____ Supplied text

I’m sitting with Geoff Dembicki in his writing studio. Dembicki has just finished a panel about the oil-sands on a conservative radio show out of Alberta. Having grown up in Edmonton, down the road from a refinery, Dembicki has a sense of oil and economy. That versatility is good for a journalist to have.
Perhaps most prolific in Vancouver as the lead sustainability writer for the The Tyee, Dembicki is on the heels of his new book, Are We Screwed?. The book’s question is one of climate change: a future of destruction that is tonally disparate from the frivolity millennials typically receive.
There’s a cottage-industry of think-pieces about millennials and their childish reticence towards housing, fabric softener, and so on. Are We Screwed? is all about “the millennial” — specifically, the conditions which have lead to a divergence in values from a Baby Boomer society.
Dembicki is practiced and steady in speech. He tells me, “a lot of it was just reacting to stuff that was happening. Canada’s election, Obama rejecting the Keystone XL Pipeline, the rise of Bernie Sanders — this was driven by young activists. I was witnessing something that went beyond climate change: young people in the face of uncertainty fighting for a new political and economic system, winning in big ways. So that made me feel hopeful throughout the year. And I sent off my manuscript to the publisher. We were going through edits. And then Donald Trump won the election. Well, shit — does any of this still hold up?”
Before continuing, perhaps it’s best to have Dembicki clarify what is at stake. Because although we care about climate change, the size of the issue can resolve into a blot on the horizon.
Over the late summer, owing to infernos across British Columbia’s interior, smog-choked vistas have made Vancouver feel more like an island. This is one artifact of global warming ravaging much of North America’s forests. It’s also descriptive: we’re wrapped in a smokescreen, harm is elsewhere, only worth concern when the consequences are already here.
Perhaps it’s the language. What do we actually hear when we hear about the spectrum of “acceptable” increases in global temperature, or the difference between two and three degrees of warming? This is the kind of context journalists focus on, and Dembicki’s answers come readily:
“We’re talking about massive disruptions to the Earth’s conditions that have made human life possible. Polar ice is melting, wreaking havoc for Inuit communities. The Great Barrier Reef is bleaching. Glaciers melting over the Himalayas, cutting off freshwater access for millions. And we’re not even at 1.5 degrees. A cap of 1.5 degrees would be extremely difficult. We’d have to phase out fossil fuels and the world governments would have to act in a concerted way that’s never been done. At 2 degrees, entire South Pacific nations go underwater. Vancouver’s harbour starts going underwater. There’s more storms, massive drought in Alberta: agriculture potentially collapses. At 4 or 5 degrees, I don’t know. There’d be entire regions of the world made uninhabitable. Countries would be collapsing. Crises like the Syrian civil war all over the place. You’d like to think that when that happens people overlook their differences, but during crises people can become polarized: you have the rise of dictators and totalitarians.”

________
____ Material provided

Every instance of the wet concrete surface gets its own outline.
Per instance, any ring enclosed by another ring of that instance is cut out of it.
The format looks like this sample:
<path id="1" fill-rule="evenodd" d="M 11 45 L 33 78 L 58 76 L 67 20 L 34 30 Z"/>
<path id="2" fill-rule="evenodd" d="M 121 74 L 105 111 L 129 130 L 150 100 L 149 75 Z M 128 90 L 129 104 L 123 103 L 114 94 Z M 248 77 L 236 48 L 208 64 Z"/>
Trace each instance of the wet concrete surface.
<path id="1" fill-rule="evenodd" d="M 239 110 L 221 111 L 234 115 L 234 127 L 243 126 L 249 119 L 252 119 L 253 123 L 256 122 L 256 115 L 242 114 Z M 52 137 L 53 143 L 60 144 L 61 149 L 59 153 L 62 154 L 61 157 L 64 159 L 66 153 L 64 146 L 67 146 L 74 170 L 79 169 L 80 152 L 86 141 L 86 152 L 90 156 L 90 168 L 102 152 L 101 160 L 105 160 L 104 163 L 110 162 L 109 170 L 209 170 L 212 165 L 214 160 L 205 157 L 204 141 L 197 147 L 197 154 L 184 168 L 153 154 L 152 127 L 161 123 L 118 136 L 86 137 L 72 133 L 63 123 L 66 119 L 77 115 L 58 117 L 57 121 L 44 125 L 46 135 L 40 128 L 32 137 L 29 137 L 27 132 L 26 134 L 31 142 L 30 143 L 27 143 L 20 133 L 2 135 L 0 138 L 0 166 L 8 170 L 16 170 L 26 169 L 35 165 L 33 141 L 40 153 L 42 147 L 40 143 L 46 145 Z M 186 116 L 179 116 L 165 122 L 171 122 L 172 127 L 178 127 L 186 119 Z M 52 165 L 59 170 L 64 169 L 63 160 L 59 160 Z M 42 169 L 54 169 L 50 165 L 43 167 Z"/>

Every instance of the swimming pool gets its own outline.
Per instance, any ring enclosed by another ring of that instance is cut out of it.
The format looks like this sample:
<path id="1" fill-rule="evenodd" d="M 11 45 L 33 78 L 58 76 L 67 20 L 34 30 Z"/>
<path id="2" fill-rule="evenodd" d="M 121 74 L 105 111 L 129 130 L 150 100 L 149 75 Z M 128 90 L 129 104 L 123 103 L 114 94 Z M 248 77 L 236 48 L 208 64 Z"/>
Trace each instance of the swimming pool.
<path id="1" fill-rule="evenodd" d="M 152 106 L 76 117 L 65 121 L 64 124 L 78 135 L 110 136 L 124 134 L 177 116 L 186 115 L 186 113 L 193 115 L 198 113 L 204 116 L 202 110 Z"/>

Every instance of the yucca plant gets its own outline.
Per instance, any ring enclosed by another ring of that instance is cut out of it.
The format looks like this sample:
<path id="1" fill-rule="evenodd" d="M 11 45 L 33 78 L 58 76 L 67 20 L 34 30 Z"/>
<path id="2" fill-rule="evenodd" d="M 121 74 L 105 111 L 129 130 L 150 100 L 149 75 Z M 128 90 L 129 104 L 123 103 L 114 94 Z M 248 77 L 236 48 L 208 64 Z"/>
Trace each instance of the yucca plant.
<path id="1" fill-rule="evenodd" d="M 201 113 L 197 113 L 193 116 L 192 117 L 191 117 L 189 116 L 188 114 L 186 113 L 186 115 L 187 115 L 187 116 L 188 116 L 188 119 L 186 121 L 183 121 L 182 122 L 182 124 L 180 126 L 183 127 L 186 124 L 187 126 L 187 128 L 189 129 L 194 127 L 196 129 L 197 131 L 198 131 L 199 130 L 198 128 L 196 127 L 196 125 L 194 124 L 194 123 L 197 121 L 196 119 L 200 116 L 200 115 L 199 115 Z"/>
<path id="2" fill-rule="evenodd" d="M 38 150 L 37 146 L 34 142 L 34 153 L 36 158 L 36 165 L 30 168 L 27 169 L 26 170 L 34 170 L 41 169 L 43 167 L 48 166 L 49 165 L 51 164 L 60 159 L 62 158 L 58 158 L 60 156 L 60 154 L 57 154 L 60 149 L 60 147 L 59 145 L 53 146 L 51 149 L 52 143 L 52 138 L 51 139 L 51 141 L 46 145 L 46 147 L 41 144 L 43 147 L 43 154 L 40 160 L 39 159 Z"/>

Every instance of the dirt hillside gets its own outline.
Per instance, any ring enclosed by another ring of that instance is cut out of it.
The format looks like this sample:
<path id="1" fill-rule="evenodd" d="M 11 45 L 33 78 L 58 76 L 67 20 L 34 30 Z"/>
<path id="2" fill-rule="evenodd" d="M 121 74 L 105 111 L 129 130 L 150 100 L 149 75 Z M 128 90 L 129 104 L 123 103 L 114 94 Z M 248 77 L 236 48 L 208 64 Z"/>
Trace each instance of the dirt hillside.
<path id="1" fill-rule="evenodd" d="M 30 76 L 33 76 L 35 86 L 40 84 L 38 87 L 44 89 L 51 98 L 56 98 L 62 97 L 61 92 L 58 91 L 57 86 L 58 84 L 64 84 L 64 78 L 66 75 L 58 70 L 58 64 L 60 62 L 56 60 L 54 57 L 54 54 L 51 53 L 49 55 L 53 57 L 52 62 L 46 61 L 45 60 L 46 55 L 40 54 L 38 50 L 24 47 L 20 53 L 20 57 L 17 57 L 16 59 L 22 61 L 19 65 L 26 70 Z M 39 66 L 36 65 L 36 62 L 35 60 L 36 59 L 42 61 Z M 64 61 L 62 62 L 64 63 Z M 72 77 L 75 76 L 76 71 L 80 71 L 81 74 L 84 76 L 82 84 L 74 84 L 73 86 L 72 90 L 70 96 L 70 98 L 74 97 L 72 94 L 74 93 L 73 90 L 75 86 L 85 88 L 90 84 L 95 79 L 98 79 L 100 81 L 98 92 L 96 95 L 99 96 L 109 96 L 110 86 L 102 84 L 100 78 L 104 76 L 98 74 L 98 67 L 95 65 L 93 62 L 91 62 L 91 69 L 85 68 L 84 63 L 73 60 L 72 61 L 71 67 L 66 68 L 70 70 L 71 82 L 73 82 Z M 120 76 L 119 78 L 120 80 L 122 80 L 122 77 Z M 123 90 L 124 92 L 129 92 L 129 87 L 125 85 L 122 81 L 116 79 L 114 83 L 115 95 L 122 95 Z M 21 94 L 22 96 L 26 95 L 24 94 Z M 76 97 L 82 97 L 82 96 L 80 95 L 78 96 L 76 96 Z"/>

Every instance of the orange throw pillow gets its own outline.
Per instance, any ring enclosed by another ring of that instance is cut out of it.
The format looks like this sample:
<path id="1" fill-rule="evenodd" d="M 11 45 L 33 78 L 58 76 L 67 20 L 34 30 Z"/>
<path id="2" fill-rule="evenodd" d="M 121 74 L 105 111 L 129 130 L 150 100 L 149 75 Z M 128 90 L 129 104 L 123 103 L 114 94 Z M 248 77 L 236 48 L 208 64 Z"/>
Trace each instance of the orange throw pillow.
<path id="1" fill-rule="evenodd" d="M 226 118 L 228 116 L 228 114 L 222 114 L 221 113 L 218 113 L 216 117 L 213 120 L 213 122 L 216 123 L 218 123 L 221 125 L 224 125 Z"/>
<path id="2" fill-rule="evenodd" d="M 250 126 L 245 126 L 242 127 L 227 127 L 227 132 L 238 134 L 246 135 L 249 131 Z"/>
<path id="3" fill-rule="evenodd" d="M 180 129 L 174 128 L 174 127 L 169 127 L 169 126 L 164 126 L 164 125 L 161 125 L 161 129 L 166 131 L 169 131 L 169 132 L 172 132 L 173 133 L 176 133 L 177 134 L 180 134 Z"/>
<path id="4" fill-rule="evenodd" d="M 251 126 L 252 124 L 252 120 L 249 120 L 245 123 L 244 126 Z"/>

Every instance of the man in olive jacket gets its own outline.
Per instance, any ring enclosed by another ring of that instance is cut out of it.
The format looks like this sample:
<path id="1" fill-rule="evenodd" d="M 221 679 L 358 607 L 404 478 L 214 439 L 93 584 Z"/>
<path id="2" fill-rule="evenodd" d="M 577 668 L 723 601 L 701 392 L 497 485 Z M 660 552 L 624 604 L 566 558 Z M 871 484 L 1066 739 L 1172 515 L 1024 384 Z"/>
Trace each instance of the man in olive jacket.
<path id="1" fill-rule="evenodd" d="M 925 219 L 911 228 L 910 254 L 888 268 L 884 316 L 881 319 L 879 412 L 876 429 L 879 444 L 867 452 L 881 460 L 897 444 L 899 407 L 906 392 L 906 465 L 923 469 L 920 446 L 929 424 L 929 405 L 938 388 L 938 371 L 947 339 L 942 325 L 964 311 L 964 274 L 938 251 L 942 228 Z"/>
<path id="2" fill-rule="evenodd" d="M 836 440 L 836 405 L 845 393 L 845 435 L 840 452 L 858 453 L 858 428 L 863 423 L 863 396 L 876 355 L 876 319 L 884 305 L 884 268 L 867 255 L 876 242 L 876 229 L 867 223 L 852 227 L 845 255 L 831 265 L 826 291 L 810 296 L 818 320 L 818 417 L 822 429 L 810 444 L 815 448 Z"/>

________

» Task brief: Copy the part of the Geoff Dembicki interview above word for word, starting with "I’m sitting with" and going on through "journalist to have.".

» Solved exercise:
I’m sitting with Geoff Dembicki in his writing studio. Dembicki has just finished a panel about the oil-sands on a conservative radio show out of Alberta. Having grown up in Edmonton, down the road from a refinery, Dembicki has a sense of oil and economy. That versatility is good for a journalist to have.